### [Extrait]
>>>>>

Gerd Krumeich : L’affaire Dreyfus vue d’Allemagne
C’est en 1906 par la réhabilitation du capitaine que se termine l’affaire Dreyfus si tant est que l’on puisse dire qu’elle soit entièrement terminée et qu’il ne traîne pas ici ou là encore quelque antidreyfusard. L’officier français d’origine juive alsacienne (né à Mulhouse le 9 octobre 1859) avait été accusé de traîtrise en faveur de l’Allemagne. Cette dernière savait qu’il n’en était rien et connaissait le vrai coupable. Comment a-t-elle réagit tant du point de vue gouvernemental que de celui de l’opinion ? L’ écho a été multiforme, variable selon les milieux. Je vous fais profiter d’une conférence donnée sur la question par Gerd Krumeich, professeur émérite de l’Université de Düsseldorf, spécialiste de l’histoire franco-allemande spécialement, de la Première guerre mondiale. Il parle un excellent français et n’est pas dénué d’humour. Un compte rendu de ses propos :
Pour Gerd Krumeich, l’affaire Dreyfus est un exemple caractéristique de dérapage des relations franco-allemandes. Il nous l’explique du point de vue d’outre-Rhin en la replaçant dans le contexte des rapports entre les deux pays à la fin du 19ème siècle. On imagine difficilement aujourd’hui à quel point ils s’étaient tendus à cette époque jusqu’à la haine. Ils étaient caractérisés chez chacun par le soupçon sempiternel et quotidien que l’autre tramait quelque chose.
Les Français savent très bien qu’ils se sentaient à l’époque menacés par les Allemands, ils savent cependant beaucoup moins que les Allemands eux-aussi se sentaient menacés par les Français. Revanche est le mot qui caractérise l’inquiétude côté allemand. Pour les historiens, il est établi qu’il n’était plus question de revanche en France. Les Alsaciens eux-mêmes, rattachés à l’Empire, avaient accepté leur situation et en auraient été encore plus contents s’ils avaient été mieux traités par le Reich, autrement que comme un glacis. Dans les années 1880, il y avait une sorte d’accord tacite entre Bismarck et Jules Ferry, la France s’occupe de ses colonies sans ingérence allemande et on ne parle plus de revanche.

<<<<<

### [Problèmes à résoudre]
A) Condensez sous forme de liste le paragraphe de l'extrait qui débute par « Les Français savent très bien », sans perdre ses faits essentiels.
B) Dans les rangées, recopiez à l'identique les lignes comprises entre celle qui contient « Where can the blue sky » et celle qui contient « point(33, 613) », ces deux lignes incluses.

### [Données fournies]
>>>>>

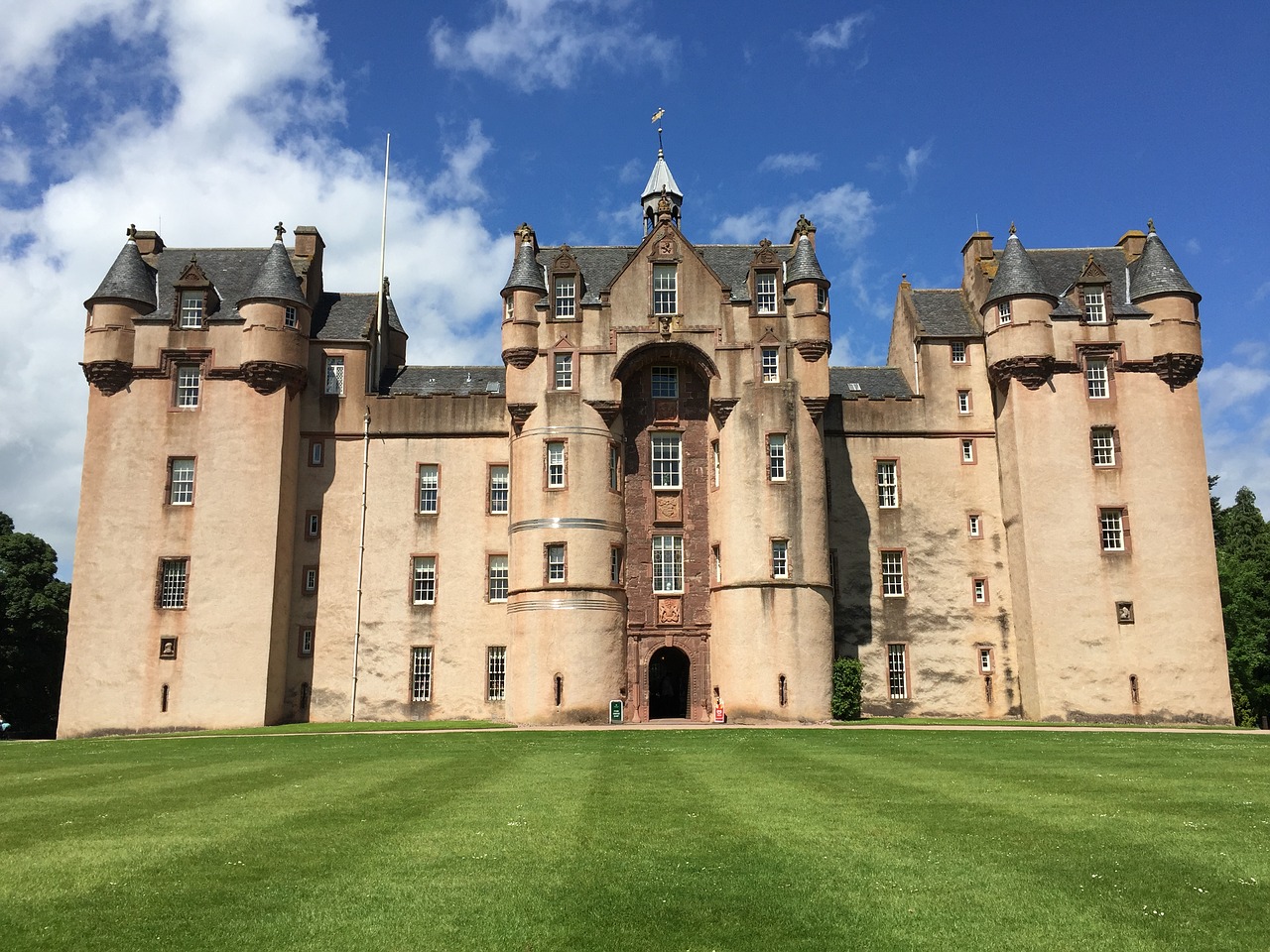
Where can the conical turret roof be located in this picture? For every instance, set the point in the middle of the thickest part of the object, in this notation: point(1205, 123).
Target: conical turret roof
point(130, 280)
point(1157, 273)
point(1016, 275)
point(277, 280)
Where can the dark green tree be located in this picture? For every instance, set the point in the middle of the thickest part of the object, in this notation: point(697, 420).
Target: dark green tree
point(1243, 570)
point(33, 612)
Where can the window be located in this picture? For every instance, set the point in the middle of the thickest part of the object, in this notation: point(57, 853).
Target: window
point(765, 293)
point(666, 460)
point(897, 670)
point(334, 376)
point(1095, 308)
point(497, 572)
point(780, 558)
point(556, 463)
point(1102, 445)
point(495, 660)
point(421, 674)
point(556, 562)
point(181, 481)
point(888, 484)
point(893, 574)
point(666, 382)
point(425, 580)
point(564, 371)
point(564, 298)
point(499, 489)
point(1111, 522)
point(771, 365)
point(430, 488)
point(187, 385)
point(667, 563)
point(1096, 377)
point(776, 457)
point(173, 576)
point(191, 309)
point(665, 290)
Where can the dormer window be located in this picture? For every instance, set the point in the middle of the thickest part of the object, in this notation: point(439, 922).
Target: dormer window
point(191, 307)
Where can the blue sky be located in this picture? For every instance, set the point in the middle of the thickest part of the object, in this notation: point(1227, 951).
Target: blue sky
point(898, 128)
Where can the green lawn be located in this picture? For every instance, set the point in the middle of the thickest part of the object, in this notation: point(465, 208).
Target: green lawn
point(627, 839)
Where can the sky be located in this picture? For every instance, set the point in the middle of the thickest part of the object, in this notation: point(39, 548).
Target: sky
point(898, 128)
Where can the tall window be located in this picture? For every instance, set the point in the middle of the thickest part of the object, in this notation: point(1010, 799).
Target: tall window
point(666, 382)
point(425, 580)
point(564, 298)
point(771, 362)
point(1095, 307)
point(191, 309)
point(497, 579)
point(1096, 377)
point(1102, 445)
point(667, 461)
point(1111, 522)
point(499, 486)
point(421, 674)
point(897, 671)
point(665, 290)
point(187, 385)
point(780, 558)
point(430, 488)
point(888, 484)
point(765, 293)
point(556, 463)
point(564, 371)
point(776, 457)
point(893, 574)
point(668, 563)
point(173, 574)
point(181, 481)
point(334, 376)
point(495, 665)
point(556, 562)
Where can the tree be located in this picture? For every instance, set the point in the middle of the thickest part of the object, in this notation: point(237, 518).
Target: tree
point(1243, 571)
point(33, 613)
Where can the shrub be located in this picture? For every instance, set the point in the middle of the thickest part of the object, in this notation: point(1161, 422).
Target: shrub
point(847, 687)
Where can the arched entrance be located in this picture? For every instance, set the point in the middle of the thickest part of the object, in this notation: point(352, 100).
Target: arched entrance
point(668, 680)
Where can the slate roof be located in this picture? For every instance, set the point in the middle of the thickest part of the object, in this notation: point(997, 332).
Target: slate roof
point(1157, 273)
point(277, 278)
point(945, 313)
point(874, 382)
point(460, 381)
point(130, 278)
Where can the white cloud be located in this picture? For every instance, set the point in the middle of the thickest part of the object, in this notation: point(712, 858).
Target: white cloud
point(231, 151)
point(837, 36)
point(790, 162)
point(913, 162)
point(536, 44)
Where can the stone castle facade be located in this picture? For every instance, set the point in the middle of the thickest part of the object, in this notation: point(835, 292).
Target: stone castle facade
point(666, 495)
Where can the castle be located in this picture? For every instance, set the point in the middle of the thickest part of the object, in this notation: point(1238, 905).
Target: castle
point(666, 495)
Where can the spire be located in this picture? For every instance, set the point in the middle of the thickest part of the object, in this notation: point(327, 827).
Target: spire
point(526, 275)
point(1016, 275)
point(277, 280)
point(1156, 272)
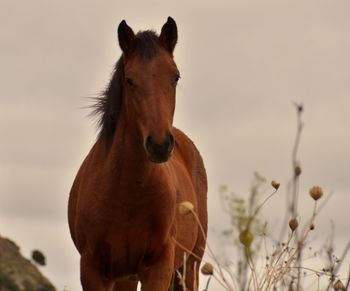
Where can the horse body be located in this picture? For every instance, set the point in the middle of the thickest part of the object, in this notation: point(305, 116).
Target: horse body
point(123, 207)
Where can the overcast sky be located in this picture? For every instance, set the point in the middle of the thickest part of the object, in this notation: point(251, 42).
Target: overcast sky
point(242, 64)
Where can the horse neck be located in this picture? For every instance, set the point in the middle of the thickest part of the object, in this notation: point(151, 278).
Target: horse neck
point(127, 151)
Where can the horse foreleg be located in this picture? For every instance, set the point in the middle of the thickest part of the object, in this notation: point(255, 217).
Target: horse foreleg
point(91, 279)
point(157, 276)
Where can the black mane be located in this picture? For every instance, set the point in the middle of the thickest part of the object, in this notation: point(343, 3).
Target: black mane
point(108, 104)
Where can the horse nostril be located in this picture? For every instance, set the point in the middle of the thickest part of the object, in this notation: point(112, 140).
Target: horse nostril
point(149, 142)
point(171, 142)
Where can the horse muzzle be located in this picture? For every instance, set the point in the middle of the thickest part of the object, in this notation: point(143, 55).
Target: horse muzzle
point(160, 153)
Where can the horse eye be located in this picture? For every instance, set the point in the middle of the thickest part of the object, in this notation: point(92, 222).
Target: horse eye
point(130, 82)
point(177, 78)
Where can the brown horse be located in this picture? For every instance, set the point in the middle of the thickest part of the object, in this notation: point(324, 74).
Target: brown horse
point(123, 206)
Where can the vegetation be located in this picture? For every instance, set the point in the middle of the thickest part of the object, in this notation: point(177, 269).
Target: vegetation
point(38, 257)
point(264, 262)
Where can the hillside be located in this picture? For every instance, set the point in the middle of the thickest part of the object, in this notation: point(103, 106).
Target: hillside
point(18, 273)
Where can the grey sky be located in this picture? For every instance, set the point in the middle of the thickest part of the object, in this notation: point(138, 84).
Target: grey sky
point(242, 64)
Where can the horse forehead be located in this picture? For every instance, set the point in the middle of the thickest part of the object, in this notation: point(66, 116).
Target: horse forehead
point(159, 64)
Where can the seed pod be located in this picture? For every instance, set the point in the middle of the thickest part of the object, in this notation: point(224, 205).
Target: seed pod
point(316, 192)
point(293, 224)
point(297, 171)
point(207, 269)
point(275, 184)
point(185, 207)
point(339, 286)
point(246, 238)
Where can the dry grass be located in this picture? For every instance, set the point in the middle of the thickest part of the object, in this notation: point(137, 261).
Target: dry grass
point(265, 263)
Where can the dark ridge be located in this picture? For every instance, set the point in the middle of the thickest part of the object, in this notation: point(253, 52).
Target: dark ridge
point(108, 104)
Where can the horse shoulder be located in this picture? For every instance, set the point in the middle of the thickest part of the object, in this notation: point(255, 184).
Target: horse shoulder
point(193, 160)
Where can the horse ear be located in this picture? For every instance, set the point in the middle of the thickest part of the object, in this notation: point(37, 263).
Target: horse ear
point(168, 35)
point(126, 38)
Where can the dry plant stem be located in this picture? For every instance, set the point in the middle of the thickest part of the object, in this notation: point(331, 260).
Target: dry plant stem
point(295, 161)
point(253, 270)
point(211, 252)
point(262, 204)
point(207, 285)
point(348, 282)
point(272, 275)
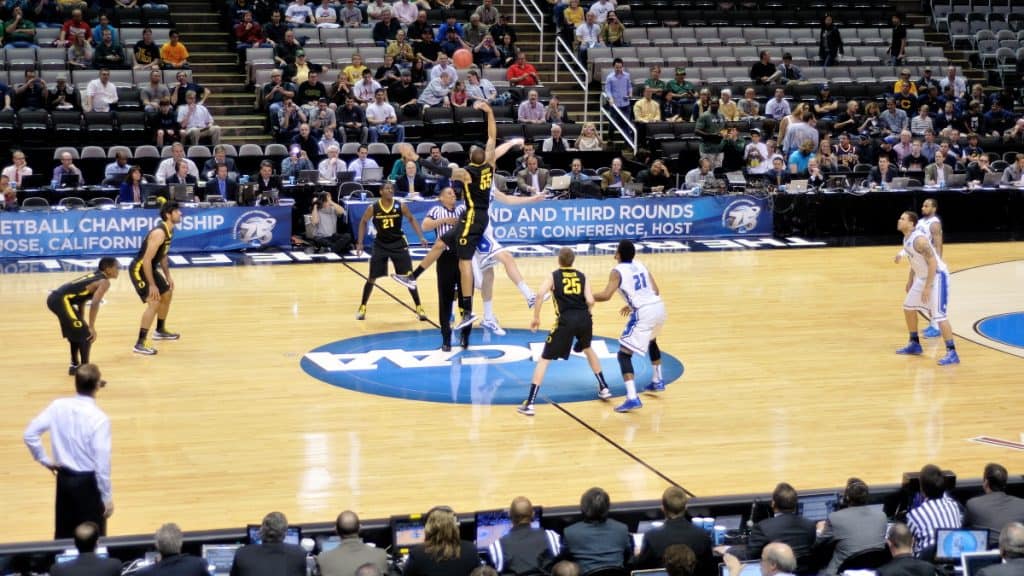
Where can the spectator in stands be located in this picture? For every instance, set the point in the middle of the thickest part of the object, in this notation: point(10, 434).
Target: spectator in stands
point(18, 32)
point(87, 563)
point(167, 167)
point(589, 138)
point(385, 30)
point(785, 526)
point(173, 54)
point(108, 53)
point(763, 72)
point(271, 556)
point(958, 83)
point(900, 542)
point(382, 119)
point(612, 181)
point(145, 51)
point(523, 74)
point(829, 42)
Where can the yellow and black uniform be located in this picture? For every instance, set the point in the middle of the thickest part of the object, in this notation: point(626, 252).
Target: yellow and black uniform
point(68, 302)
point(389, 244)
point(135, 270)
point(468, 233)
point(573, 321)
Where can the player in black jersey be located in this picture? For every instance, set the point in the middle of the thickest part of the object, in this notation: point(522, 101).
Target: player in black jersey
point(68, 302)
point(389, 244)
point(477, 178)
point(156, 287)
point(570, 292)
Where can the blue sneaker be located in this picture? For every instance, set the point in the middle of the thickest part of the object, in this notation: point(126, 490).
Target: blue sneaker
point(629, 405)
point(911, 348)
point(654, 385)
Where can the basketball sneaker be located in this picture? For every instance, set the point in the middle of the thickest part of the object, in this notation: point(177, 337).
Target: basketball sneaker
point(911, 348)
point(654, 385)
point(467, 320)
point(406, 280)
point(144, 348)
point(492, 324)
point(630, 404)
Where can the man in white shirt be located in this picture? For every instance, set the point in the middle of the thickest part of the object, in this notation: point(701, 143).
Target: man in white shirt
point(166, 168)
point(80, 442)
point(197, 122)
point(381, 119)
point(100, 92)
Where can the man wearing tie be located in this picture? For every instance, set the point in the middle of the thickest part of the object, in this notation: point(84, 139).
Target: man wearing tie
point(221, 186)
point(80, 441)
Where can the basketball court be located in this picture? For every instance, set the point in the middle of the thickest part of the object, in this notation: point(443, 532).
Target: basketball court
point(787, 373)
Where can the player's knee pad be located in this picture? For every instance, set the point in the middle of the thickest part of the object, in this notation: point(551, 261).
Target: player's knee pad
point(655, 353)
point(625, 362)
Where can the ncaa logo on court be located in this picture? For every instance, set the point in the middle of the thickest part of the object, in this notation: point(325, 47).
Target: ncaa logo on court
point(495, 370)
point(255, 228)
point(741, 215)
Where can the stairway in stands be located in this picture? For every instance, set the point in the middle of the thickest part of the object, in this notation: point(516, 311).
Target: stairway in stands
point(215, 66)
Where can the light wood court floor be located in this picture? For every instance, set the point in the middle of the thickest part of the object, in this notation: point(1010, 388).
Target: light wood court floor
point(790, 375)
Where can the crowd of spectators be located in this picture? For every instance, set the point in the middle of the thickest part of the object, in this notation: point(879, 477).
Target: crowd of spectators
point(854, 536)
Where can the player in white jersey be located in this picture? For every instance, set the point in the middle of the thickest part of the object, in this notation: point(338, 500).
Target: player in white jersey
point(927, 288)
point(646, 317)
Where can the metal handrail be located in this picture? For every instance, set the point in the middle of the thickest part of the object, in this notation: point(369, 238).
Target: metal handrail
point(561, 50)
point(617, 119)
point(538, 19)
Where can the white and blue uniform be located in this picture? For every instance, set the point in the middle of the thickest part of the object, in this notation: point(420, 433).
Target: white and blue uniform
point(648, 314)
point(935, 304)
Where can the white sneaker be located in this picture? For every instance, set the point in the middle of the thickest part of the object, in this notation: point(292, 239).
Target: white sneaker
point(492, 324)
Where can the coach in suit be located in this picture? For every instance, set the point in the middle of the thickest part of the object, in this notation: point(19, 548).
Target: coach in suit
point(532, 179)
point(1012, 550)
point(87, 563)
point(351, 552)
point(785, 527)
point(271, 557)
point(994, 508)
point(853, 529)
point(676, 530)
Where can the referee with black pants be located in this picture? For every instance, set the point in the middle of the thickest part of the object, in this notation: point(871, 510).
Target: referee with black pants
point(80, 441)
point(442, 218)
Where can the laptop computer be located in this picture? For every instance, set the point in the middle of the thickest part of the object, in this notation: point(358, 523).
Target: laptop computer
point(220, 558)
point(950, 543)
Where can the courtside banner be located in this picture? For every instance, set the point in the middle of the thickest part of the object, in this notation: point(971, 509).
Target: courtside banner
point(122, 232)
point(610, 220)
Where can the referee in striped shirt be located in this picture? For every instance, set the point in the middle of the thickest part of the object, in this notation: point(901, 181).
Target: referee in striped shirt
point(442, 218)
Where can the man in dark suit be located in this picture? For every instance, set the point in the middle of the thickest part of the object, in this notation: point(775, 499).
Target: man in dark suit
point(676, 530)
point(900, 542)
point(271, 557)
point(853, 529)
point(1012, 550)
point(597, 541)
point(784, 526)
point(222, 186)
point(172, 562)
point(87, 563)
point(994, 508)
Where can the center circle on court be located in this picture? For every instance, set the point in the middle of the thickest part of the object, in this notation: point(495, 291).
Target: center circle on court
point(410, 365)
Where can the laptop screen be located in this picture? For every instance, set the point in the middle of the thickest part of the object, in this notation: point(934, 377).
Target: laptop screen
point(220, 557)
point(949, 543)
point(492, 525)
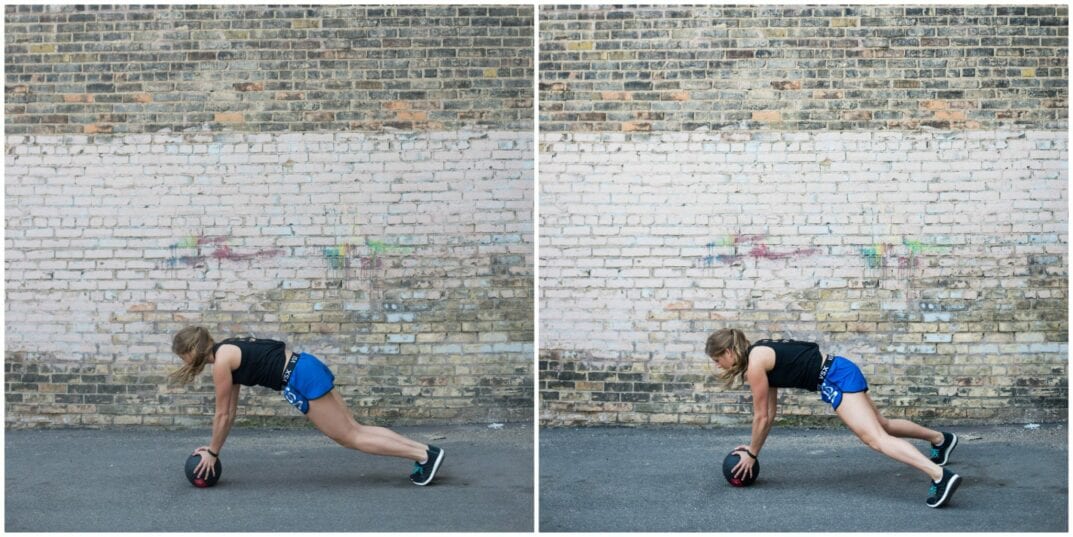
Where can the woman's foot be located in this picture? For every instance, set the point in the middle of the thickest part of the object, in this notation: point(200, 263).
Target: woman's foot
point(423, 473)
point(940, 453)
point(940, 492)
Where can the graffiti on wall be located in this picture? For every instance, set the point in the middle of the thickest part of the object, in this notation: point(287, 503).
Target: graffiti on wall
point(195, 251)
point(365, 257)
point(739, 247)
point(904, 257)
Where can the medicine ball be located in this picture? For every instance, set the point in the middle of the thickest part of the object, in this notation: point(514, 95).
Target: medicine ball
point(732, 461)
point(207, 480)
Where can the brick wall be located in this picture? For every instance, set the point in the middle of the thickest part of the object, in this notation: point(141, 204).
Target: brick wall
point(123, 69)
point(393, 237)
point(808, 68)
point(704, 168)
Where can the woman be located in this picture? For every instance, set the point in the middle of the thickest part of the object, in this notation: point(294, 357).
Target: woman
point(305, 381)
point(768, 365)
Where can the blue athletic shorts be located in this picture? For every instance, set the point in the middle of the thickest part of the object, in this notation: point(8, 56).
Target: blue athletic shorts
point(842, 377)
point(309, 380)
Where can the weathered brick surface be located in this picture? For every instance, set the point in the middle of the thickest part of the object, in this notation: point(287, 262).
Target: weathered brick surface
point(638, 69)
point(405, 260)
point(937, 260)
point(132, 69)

<<<<<

### [Solutions proposées]
A)
- Les Français savent qu'ils se sentaient alors menacés par les Allemands, mais ils savent beaucoup moins que les Allemands se sentaient eux aussi menacés par les Français.
- Du côté allemand, le mot « revanche » résume cette inquiétude.
- Pour les historiens, il est établi qu'il n'était plus question de revanche en France.
- Les Alsaciens, rattachés à l'Empire, avaient accepté leur situation. Ils en auraient été encore plus satisfaits si le Reich les avait mieux traités, autrement que comme un glacis.
- Dans les années 1880, un accord tacite liait Bismarck et Jules Ferry : la France s'occupe de ses colonies sans ingérence allemande, et on ne parle plus de revanche.

B)
Where can the blue sky be located in this picture? For every instance, set the point in the middle of the thickest part of the object, in this notation: point(1227, 951).
Target: blue sky
point(898, 128)
Where can the green lawn be located in this picture? For every instance, set the point in the middle of the thickest part of the object, in this notation: point(465, 208).
Target: green lawn
point(627, 839)
Where can the sky be located in this picture? For every instance, set the point in the middle of the thickest part of the object, in this notation: point(39, 548).
Target: sky
point(898, 128)
Where can the tall window be located in this picture? For every instance, set the point in the middle of the thickest part of the object, in this notation: point(1010, 799).
Target: tall window
point(666, 382)
point(425, 580)
point(564, 298)
point(771, 362)
point(1095, 307)
point(191, 309)
point(497, 579)
point(1096, 377)
point(1102, 445)
point(667, 461)
point(1111, 522)
point(499, 486)
point(421, 674)
point(897, 671)
point(665, 290)
point(187, 385)
point(780, 558)
point(430, 488)
point(888, 484)
point(765, 293)
point(556, 463)
point(564, 371)
point(776, 457)
point(893, 574)
point(668, 563)
point(173, 574)
point(181, 481)
point(334, 376)
point(495, 665)
point(556, 562)
Where can the tree be located in this picture? For every instance, set the point in the middle of the thickest part of the object, in this notation: point(237, 518).
Target: tree
point(1243, 571)
point(33, 613)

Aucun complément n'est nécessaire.